* start Article *

Simulating Unown encounter rates in Pokémon Go

Pokémon Go is an augmented reality game where people with smartphones walk around and catch Pokémon. As in the classic games, players are Pokémon “trainers” who have to travel around and collect creatures. Some types are rarer than others, some have regional habitats or biomes, and so players explore the game world to find and collect them. Pokémon Go “augments reality” having these Pokémon spawn in the game world as players travel around the real world. I like the game; I’ve reached level 30.

On February 16, 2017, a second “generation” of Pokémon were released into the wild, adding dozens of new species to the game. The rarest among this new generation is Unown. As part of a cruel scheme to torture completionists, the incredibly rare Unown comes in 26 varieties—one for each letter of the alphabet. Which brings us to the statistical question behind this blog post: How long will it take to encounter all 26 types of Unowns (taking into account repeats)? Somewhat more formally, how many random encounters (i.e., draws while sampling with replacement) will it take until we have encountered all 26 Unowns?

Unown collector’s problem

This general problem is called the coupon collector’s problem—hat tip to r/TheSilphRoad. The Wikipedia article for the problem includes a table which says the expected number of encounters for n = 26 is 101. (The analytic solution is actually 100.2, but we round up because there are no fractional encounters.) So problem solved?

* end Article *
* start Entries *

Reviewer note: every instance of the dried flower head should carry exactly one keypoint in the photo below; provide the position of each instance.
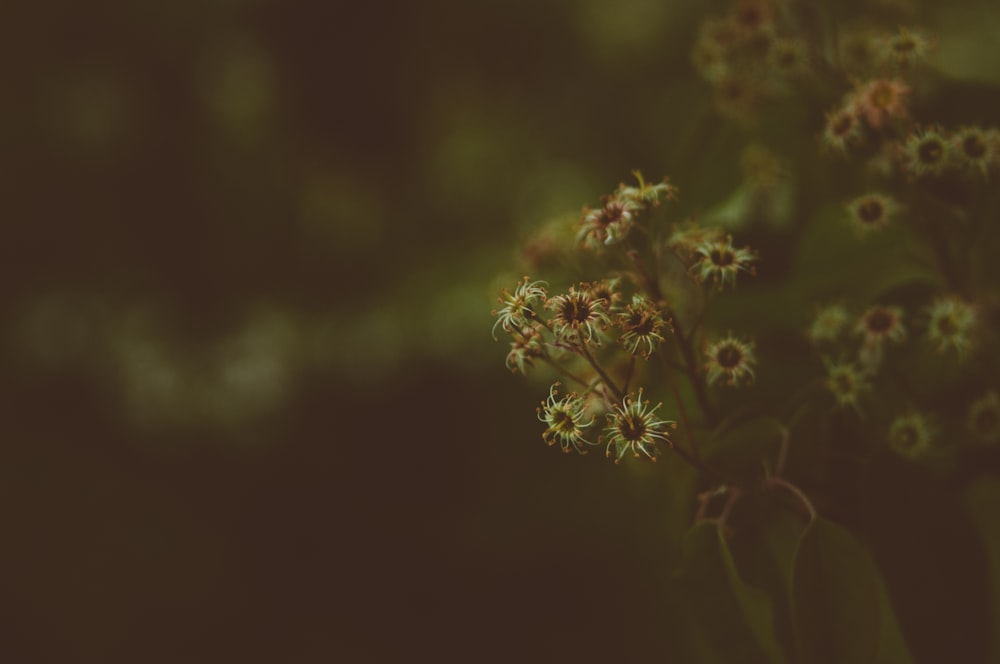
(730, 359)
(828, 323)
(904, 49)
(983, 420)
(608, 224)
(578, 316)
(882, 100)
(842, 129)
(950, 325)
(564, 420)
(879, 324)
(846, 382)
(642, 324)
(528, 346)
(910, 435)
(871, 212)
(518, 310)
(927, 153)
(633, 426)
(720, 262)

* end Entries *

(Task set)
1) Summarize the blog post on Unown encounter rates in Pokémon Go in exactly two sentences.
2) Extract every line of the records that contains the string "below".
The text and the records were drawn from separate sources.

(Solution set)
1) Pokémon Go is an augmented reality game in which players with smartphones walk around the real world to catch Pokémon, and a second generation released on February 16, 2017, added the very rare Unown in 26 varieties, one for each letter of the alphabet. The post asks how many random encounters it takes to meet all 26 varieties, which is an instance of the coupon collector's problem, and it gives an expected value of 101 encounters, rounded up from the analytic solution of 100.2.

2)
Reviewer note: every instance of the dried flower head should carry exactly one keypoint in the photo below; provide the position of each instance.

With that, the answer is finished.